Each record is to be copied exactly, with its pictures left behind.
━━━━━━
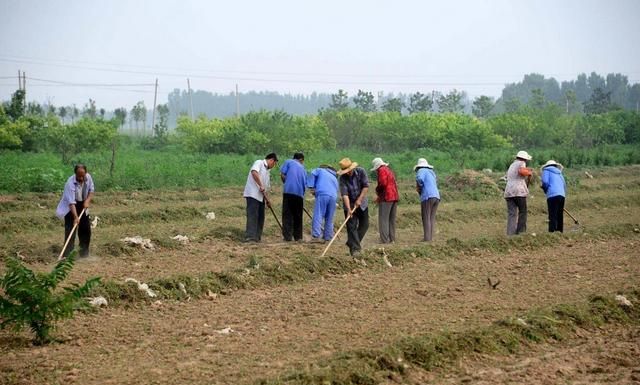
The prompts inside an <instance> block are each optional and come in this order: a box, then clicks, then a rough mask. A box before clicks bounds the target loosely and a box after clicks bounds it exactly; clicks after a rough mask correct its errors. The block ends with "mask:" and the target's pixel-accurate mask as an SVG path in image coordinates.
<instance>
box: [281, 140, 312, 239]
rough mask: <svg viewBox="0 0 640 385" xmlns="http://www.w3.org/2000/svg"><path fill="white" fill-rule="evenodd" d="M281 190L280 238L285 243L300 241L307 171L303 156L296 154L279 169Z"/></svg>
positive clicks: (301, 230)
mask: <svg viewBox="0 0 640 385" xmlns="http://www.w3.org/2000/svg"><path fill="white" fill-rule="evenodd" d="M280 178H282V182H283V183H284V186H283V189H282V192H283V194H282V237H283V238H284V240H285V241H287V242H289V241H293V240H296V241H301V240H302V212H303V210H304V191H305V188H306V182H307V171H306V170H305V169H304V154H303V153H301V152H296V153H295V154H293V159H288V160H287V161H285V162H284V164H283V165H282V167H280Z"/></svg>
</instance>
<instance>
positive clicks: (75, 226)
mask: <svg viewBox="0 0 640 385" xmlns="http://www.w3.org/2000/svg"><path fill="white" fill-rule="evenodd" d="M85 211H87V209H86V208H84V209H82V211H80V215H78V219H80V218H82V216H83V215H84V212H85ZM78 223H80V222H79V221H78ZM78 223H76V224H75V225H73V228H72V229H71V232H70V233H69V236H68V237H67V241H66V242H65V243H64V246H62V251H61V252H60V255H59V256H58V261H59V260H61V259H62V256H63V255H64V251H65V250H66V249H67V246H69V242H70V241H71V238H72V237H73V234H74V233H75V231H76V229H77V228H78Z"/></svg>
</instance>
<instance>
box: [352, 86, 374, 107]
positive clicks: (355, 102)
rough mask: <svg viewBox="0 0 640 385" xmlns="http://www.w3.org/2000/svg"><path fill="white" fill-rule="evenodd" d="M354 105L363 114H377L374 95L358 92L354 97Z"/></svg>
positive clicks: (361, 92)
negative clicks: (365, 113) (356, 94)
mask: <svg viewBox="0 0 640 385" xmlns="http://www.w3.org/2000/svg"><path fill="white" fill-rule="evenodd" d="M353 104H355V106H356V108H357V109H359V110H360V111H363V112H375V111H376V102H375V98H374V97H373V93H371V92H368V91H367V92H365V91H362V90H358V94H357V95H356V96H354V97H353Z"/></svg>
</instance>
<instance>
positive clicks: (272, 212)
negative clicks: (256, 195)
mask: <svg viewBox="0 0 640 385" xmlns="http://www.w3.org/2000/svg"><path fill="white" fill-rule="evenodd" d="M262 196H264V200H265V203H266V204H267V206H269V210H271V214H273V218H274V219H275V220H276V222H277V223H278V226H279V227H280V231H282V224H281V223H280V220H279V219H278V216H277V215H276V212H275V211H273V207H271V202H270V201H269V198H267V195H266V194H263V195H262Z"/></svg>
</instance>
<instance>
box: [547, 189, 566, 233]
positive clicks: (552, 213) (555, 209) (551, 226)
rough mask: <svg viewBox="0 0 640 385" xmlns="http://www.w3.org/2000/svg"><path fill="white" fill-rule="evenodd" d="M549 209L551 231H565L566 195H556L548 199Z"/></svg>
mask: <svg viewBox="0 0 640 385" xmlns="http://www.w3.org/2000/svg"><path fill="white" fill-rule="evenodd" d="M547 210H548V211H549V232H550V233H552V232H554V231H559V232H563V230H564V226H563V222H564V197H563V196H555V197H551V198H548V199H547Z"/></svg>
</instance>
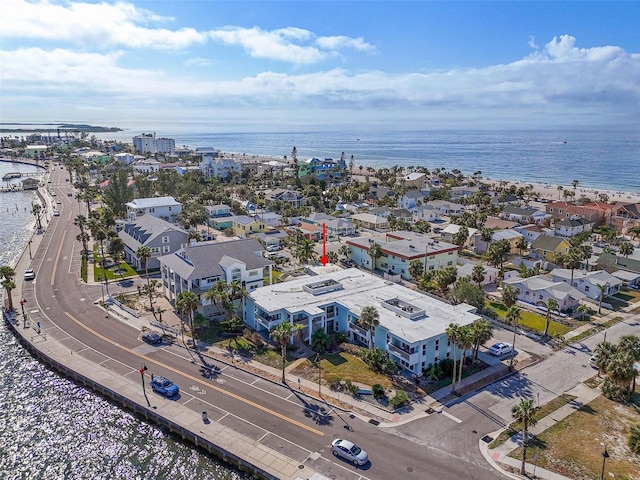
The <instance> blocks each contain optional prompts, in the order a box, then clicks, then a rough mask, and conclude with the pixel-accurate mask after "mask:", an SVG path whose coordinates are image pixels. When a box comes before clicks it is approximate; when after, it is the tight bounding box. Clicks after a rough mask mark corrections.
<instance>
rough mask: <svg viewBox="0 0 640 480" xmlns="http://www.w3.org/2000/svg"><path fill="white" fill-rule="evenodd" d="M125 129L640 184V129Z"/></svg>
mask: <svg viewBox="0 0 640 480" xmlns="http://www.w3.org/2000/svg"><path fill="white" fill-rule="evenodd" d="M121 128H125V129H126V130H125V131H123V132H118V133H108V134H99V135H97V136H99V137H100V138H105V139H106V138H109V139H114V138H117V139H119V140H123V141H127V142H129V143H131V142H132V138H133V136H134V135H139V134H141V133H156V136H159V137H160V136H164V137H169V138H174V139H175V141H176V146H182V145H186V146H188V147H190V148H196V147H214V148H216V149H218V150H221V151H223V152H233V153H239V154H242V153H245V154H247V155H249V156H250V155H268V156H274V157H280V158H282V157H283V156H285V155H286V156H288V157H290V156H291V151H292V149H293V147H294V146H295V147H296V149H297V152H298V158H301V159H302V158H310V157H313V156H315V157H332V158H339V157H340V154H341V153H342V152H344V153H345V155H346V157H347V159H348V158H350V157H351V155H353V157H354V160H355V165H356V172H357V171H358V169H357V167H358V166H359V165H364V166H365V167H366V166H373V167H391V166H393V165H399V166H403V167H409V166H425V167H427V168H429V169H434V168H444V169H446V170H449V171H450V170H453V169H458V170H460V171H461V172H462V173H463V174H466V175H471V174H473V173H474V172H476V171H480V172H482V175H483V176H484V177H486V178H492V179H504V180H522V181H524V182H531V183H536V182H539V183H550V184H558V185H565V186H566V185H571V182H572V181H573V180H578V182H579V185H580V186H581V187H584V188H593V189H600V190H620V191H625V192H640V131H638V130H610V131H609V130H607V131H602V130H595V129H593V130H548V131H500V132H496V131H417V130H416V131H391V130H389V131H372V130H368V131H365V130H357V129H354V128H353V126H351V127H349V128H345V129H343V130H337V129H336V130H333V131H295V130H292V131H284V132H283V131H279V132H264V131H262V132H260V131H255V132H245V133H234V132H231V131H228V128H227V129H225V128H224V127H223V126H216V125H212V126H207V125H203V124H201V123H197V124H196V123H194V124H180V125H169V124H158V125H149V124H139V125H123V126H121Z"/></svg>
━━━━━━
-- Response to the exercise --
The prompts inside an <instance> block are each optional and come in this order: a box, then clicks, then a rough mask. A box before clicks bounds the target loosely and a box after clicks bounds it exactly; clicks after a rough mask correct its errors. The block ends with "mask:" and the target's pixel-accurate mask as an SVG path in image coordinates.
<instance>
box: [281, 140, 312, 239]
rough mask: <svg viewBox="0 0 640 385" xmlns="http://www.w3.org/2000/svg"><path fill="white" fill-rule="evenodd" d="M281 190L280 238L285 243L300 241L307 171L303 156L296 154L279 169Z"/></svg>
positive clicks: (301, 230)
mask: <svg viewBox="0 0 640 385" xmlns="http://www.w3.org/2000/svg"><path fill="white" fill-rule="evenodd" d="M280 178H282V182H283V183H284V186H283V189H282V192H283V194H282V237H283V238H284V240H285V241H287V242H289V241H293V240H296V241H301V240H302V212H303V210H304V191H305V188H306V182H307V171H306V170H305V169H304V154H303V153H301V152H296V153H295V154H293V159H288V160H287V161H285V162H284V164H283V165H282V167H280Z"/></svg>
</instance>
<instance>
positive clicks: (75, 226)
mask: <svg viewBox="0 0 640 385" xmlns="http://www.w3.org/2000/svg"><path fill="white" fill-rule="evenodd" d="M85 211H87V209H86V208H84V209H82V211H80V215H78V219H80V218H82V216H83V215H84V212H85ZM78 223H80V222H79V221H78ZM78 223H76V224H75V225H73V228H72V229H71V232H70V233H69V236H68V237H67V241H66V242H65V243H64V246H62V251H61V252H60V255H59V256H58V261H59V260H61V259H62V256H63V255H64V251H65V250H66V249H67V246H69V242H70V241H71V238H72V237H73V234H74V233H75V231H76V229H77V228H78Z"/></svg>
</instance>
<instance>
box: [352, 86, 374, 107]
positive clicks: (355, 102)
rough mask: <svg viewBox="0 0 640 385" xmlns="http://www.w3.org/2000/svg"><path fill="white" fill-rule="evenodd" d="M354 105L363 114H377L374 95L358 92L354 97Z"/></svg>
positive clicks: (361, 92)
negative clicks: (365, 113) (356, 94)
mask: <svg viewBox="0 0 640 385" xmlns="http://www.w3.org/2000/svg"><path fill="white" fill-rule="evenodd" d="M353 104H355V106H356V108H357V109H359V110H360V111H363V112H375V111H376V102H375V98H374V97H373V93H371V92H368V91H367V92H365V91H362V90H358V94H357V95H356V96H354V97H353Z"/></svg>
</instance>
<instance>
positive clicks: (272, 212)
negative clicks: (256, 195)
mask: <svg viewBox="0 0 640 385" xmlns="http://www.w3.org/2000/svg"><path fill="white" fill-rule="evenodd" d="M262 196H264V200H265V203H266V204H267V206H269V210H271V214H273V218H274V219H275V220H276V222H277V223H278V226H279V227H280V231H282V224H281V223H280V220H279V219H278V216H277V215H276V212H275V211H273V207H271V202H270V201H269V198H267V195H266V194H263V195H262Z"/></svg>
</instance>
<instance>
box: [547, 189, 566, 233]
positive clicks: (552, 213) (555, 209) (551, 226)
rough mask: <svg viewBox="0 0 640 385" xmlns="http://www.w3.org/2000/svg"><path fill="white" fill-rule="evenodd" d="M549 209L551 231H565L566 195H556L548 199Z"/></svg>
mask: <svg viewBox="0 0 640 385" xmlns="http://www.w3.org/2000/svg"><path fill="white" fill-rule="evenodd" d="M547 210H548V211H549V232H550V233H552V232H554V231H559V232H563V230H564V226H563V222H564V197H563V196H555V197H551V198H548V199H547Z"/></svg>
</instance>
The <instance> blocks each contain optional prompts, in the order a box, then clicks, then a rough mask, and conclude with the pixel-accurate mask after "mask:", an SVG path whose coordinates are image pixels. When a box comes before clicks it is approximate; when after, it is the tight bounding box. Clicks after a rough mask mark corrections.
<instance>
rough mask: <svg viewBox="0 0 640 480" xmlns="http://www.w3.org/2000/svg"><path fill="white" fill-rule="evenodd" d="M125 129L640 184V129Z"/></svg>
mask: <svg viewBox="0 0 640 480" xmlns="http://www.w3.org/2000/svg"><path fill="white" fill-rule="evenodd" d="M121 128H125V129H126V130H125V131H123V132H118V133H108V134H99V135H97V136H99V137H100V138H105V139H106V138H109V139H114V138H117V139H119V140H123V141H127V142H129V143H131V142H132V138H133V136H134V135H139V134H141V133H156V136H159V137H160V136H164V137H169V138H174V139H175V141H176V146H182V145H186V146H188V147H190V148H196V147H214V148H216V149H218V150H221V151H223V152H233V153H239V154H242V153H245V154H247V155H249V156H250V155H268V156H274V157H280V158H282V157H283V156H285V155H286V156H288V157H290V156H291V151H292V149H293V147H294V146H295V147H296V149H297V152H298V158H301V159H302V158H310V157H313V156H315V157H332V158H339V157H340V154H341V153H342V152H344V153H345V155H346V157H347V159H348V158H350V157H351V155H353V157H354V160H355V165H356V172H357V171H358V169H357V167H358V166H359V165H364V166H365V167H366V166H373V167H391V166H393V165H399V166H403V167H409V166H425V167H427V168H429V169H434V168H444V169H446V170H449V171H450V170H453V169H458V170H460V171H461V172H462V173H463V174H466V175H471V174H473V173H474V172H476V171H480V172H482V175H483V176H484V177H486V178H492V179H504V180H522V181H524V182H531V183H536V182H539V183H550V184H558V185H565V186H566V185H571V182H572V181H573V180H578V182H579V185H580V186H581V187H584V188H593V189H600V190H620V191H625V192H640V131H638V130H610V131H609V130H607V131H602V130H595V129H593V130H548V131H500V132H496V131H417V130H416V131H391V130H389V131H372V130H368V131H365V130H357V129H354V128H353V126H351V127H349V128H345V129H343V130H337V129H336V130H333V131H295V130H292V131H284V132H283V131H279V132H264V131H262V132H260V131H255V132H245V133H234V132H231V131H228V128H227V129H225V128H224V127H223V126H216V125H212V126H207V125H203V124H201V123H197V124H196V123H194V124H180V125H169V124H158V125H149V124H139V125H123V126H121Z"/></svg>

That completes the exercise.